ZAND Ī FRAGARD Ī JUD-DĒW-DĀD “A Commentary on Chapters of the Vidēvdād” (hereafter: ZFJ), a sixth-century Zoroastrian text. It has been preserved more or less intact as 240 pages of MS TD2. It resembles a rivāyat rather than a zand, that is, a collection of responsa rather than a commentary, since it is made up of about 540 sections, each devoted to a query and its answer; it is further divided into roughly 40 chapters, with a summary at the end, and covers those chapters of the Pahlavī Widēwdād (hereafter: PV) which are more legalistic (i.e., 3, 5, 6, 7, 8, 9, 13, 15, 16, 17).
Its close relationship to PV can be ascertained by merely comparing the two: even discounting the half of ZFJ that has a direct parallel in PV, PV often remains ZFJ’s point of departure. However, although this indicates that ZFJ is later than PV, it does not indicate how much later.
That date may be estimated by comparing the authorities it cites with those of PV, which Alberto Cantera (2004, pp. 207-229) has dated to the late fifth century, and which is certainly the major source for ZFJ. Thus, Sōš(y)āns, probably the earliest authority in the Pahlavi books of whom we have a sizeable corpus of statements, appears 28 times in PV, but only 17 times in ZFJ; likewise, Kay-Ādur-Bōzēd appears 18 times in the PV, but only 7 times in ZFJ. Again, Gōguš(n)asp appears 20 times in the PV, but only 10 times in ZFJ. This telescoping of earlier authorities is a natural effect of the passage of time and indicates that ZFJ is later than PV. On the other hand, some names that never appear in the earlier compilations do appear in ZFJ. Examples are <pyšksyyl>, which is rendered here as Pēšagsīr, after an authority of the Sasanian Lawbook (Mādayān ī Hazār Dādestān); Māh-Ohrmazd; Mardbūd son of Dād-Ohrmazd; and Weh-šābuhr, hērbed of Sagestān (= Sīstān). This is the other side of telescoping, wherein later authorities, closer to the time of redaction, replace earlier ones.
There is another clue to dating ZFJ. One of the most striking features of ZFJ is the existence of three schools, or groups of authorities, two of which are named for dastwars (see DASTUR) who are relatively well known—the Abargites and the Mēd(y)ōmāhites, who are also mentioned in, the Sasanian Lawbook (MHD 52.3), and a third, named for the aforementioned Pēšagsīr, who is mentioned in MHD 42.19 and 61.10, and may or may not be the same scholar. According to Šāyast-nē-šāyast (hereafter: Šnš) 1.4, Abarg was a student of Sōš(y)āns and Mēd(y)ōmāh was a student of Gōguš(n)asp, both of whom are well-represented in PV; the schools named after the first two were presumably founded in the fifth century. The formation and rise of three such schools must have been the work of more than a generation. If, following, Cantera, we date Sōš(y)āns and his generation to the end of the fourth century, and Abarg and his to the first half of the fifth, we must allow another generation or two, as well as yet another generation for the redaction of PV, and then allow time for the rise of the schools and the redaction of ZFJ. However, this then raises a serious question: if the schools—or at least the Abargites and the Mēd(y)ōmāhites—were active in the second half of the fifth century, why is there no mention of them in PV?

◆ TASK REQUIREMENTS
- 1) Decide whether each statement below agrees with the excerpt on the Vidēvdād commentary, answering yes or no and quoting the words of the excerpt that settle it.
(a) Sōš(y)āns is cited more often in PV than in ZFJ.
(b) ZFJ is made up of about 240 sections.
(c) Mēd(y)ōmāh was a student of Sōš(y)āns.
- 2) Answer these questions from the excerpt on the Vidēvdād commentary.
(a) In which manuscript has ZFJ been preserved?
(b) To what period has Alberto Cantera dated PV?
(c) Of which place was Weh-šābuhr the hērbed?
- 3) Write out the passage of the excerpt on the Vidēvdād commentary starting at "Its close relationship" and ending at "how much later.".

◆ GIVEN INFORMATION
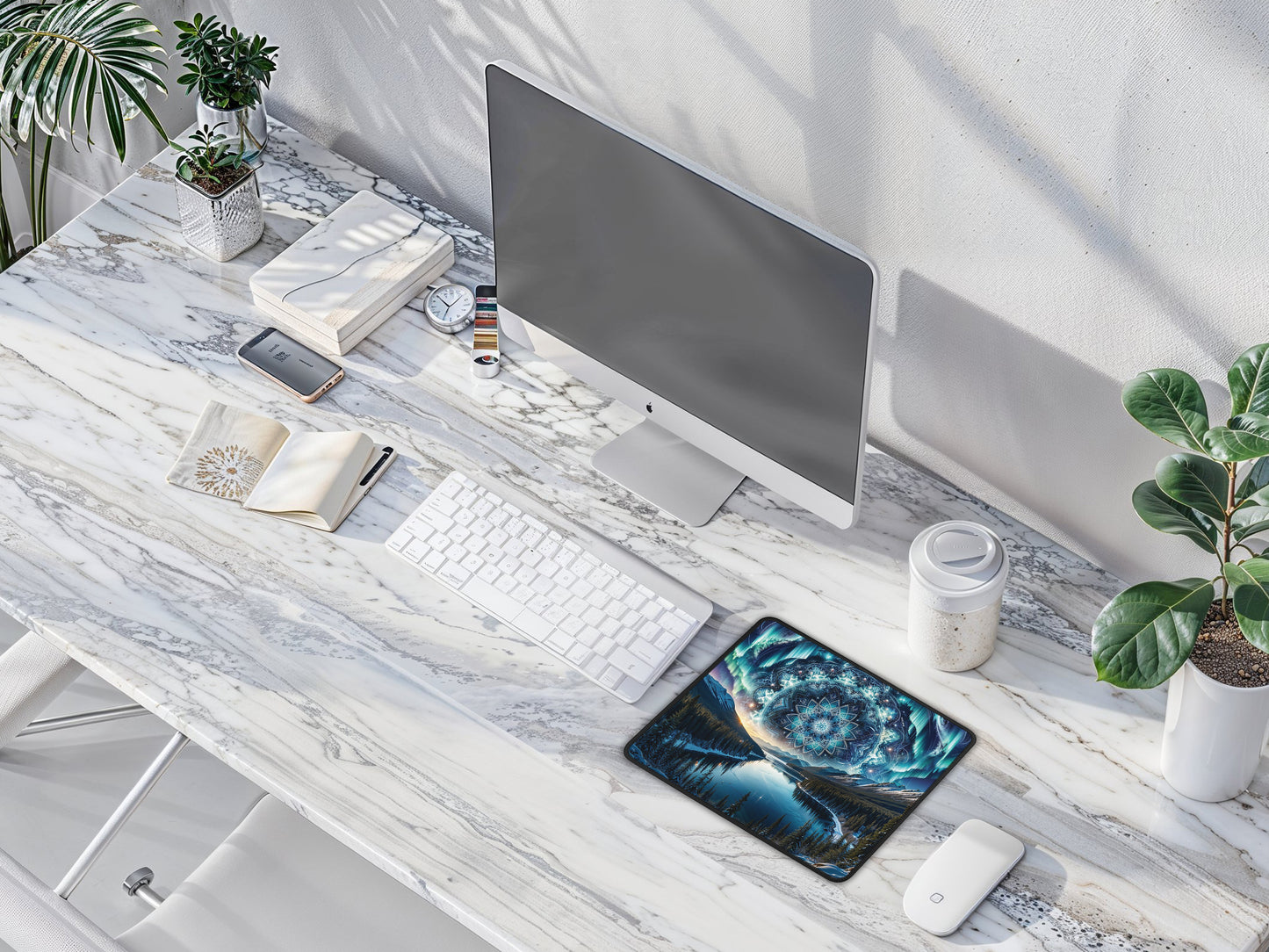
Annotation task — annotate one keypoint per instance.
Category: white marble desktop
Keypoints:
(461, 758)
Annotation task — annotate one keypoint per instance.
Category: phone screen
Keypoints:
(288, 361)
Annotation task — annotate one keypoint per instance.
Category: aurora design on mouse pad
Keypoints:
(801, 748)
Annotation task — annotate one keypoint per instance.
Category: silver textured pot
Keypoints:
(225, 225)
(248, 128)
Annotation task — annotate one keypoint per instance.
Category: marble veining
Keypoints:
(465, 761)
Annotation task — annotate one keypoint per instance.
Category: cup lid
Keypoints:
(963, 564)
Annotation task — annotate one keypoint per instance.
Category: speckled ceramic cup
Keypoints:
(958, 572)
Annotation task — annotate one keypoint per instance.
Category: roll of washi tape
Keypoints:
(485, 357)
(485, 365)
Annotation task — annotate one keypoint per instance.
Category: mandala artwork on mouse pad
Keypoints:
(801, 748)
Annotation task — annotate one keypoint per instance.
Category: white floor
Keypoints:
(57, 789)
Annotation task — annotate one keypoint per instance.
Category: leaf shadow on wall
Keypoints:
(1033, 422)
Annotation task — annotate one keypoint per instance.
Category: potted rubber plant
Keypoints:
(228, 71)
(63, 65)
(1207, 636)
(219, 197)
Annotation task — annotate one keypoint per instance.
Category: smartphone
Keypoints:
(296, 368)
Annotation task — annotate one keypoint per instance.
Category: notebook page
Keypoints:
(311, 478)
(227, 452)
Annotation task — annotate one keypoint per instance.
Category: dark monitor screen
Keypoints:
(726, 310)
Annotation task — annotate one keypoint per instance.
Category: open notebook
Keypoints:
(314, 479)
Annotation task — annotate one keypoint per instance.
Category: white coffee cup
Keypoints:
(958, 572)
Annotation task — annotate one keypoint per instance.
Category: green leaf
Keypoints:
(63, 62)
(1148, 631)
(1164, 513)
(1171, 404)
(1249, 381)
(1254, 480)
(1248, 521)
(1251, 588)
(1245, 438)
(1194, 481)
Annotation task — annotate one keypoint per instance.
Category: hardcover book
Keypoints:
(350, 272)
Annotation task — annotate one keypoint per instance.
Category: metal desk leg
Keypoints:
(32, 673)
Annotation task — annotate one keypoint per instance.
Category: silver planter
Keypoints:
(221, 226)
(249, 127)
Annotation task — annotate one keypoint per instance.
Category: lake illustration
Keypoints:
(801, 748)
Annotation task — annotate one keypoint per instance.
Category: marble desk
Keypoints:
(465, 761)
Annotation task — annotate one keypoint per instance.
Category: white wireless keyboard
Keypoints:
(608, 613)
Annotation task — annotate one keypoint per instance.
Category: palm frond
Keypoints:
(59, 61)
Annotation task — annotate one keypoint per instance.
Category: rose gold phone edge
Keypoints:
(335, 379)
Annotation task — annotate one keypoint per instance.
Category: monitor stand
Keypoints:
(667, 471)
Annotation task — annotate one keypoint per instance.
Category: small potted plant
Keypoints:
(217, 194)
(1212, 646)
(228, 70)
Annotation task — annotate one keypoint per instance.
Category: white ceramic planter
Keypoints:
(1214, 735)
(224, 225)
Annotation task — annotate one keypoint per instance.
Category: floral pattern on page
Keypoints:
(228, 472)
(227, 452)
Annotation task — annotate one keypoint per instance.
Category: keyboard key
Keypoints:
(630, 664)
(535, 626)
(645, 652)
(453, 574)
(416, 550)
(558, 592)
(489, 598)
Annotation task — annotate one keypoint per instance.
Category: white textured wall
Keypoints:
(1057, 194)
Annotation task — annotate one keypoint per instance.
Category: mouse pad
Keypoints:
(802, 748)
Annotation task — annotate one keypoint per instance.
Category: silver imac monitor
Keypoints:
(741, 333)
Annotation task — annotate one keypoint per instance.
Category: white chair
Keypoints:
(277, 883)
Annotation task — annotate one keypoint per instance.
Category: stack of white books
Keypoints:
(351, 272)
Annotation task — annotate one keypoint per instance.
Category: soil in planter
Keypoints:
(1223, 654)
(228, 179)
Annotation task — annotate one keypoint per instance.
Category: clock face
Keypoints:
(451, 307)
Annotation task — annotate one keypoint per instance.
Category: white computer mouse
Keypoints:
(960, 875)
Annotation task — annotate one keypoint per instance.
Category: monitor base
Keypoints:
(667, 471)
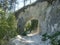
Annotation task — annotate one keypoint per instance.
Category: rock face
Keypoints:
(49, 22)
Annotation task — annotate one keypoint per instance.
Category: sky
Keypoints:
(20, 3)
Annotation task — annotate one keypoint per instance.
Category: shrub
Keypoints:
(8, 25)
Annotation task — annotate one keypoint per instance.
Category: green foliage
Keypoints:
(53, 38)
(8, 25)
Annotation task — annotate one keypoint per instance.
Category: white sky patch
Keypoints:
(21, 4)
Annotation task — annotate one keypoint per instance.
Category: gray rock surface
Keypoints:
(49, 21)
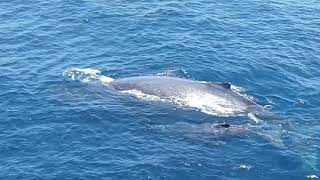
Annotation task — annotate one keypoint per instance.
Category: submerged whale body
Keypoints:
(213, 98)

◆ SOLUTIONS
- 1)
(a) Yes: "appears 28 times in PV, but only 17 times in ZFJ"
(b) No: "it is made up of about 540 sections"
(c) No: "Mēd(y)ōmāh was a student of Gōguš(n)asp"

- 2)
(a) MS TD2
(b) The late fifth century
(c) Sagestān (= Sīstān)

- 3)
Its close relationship to PV can be ascertained by merely comparing the two: even discounting the half of ZFJ that has a direct parallel in PV, PV often remains ZFJ’s point of departure. However, although this indicates that ZFJ is later than PV, it does not indicate how much later.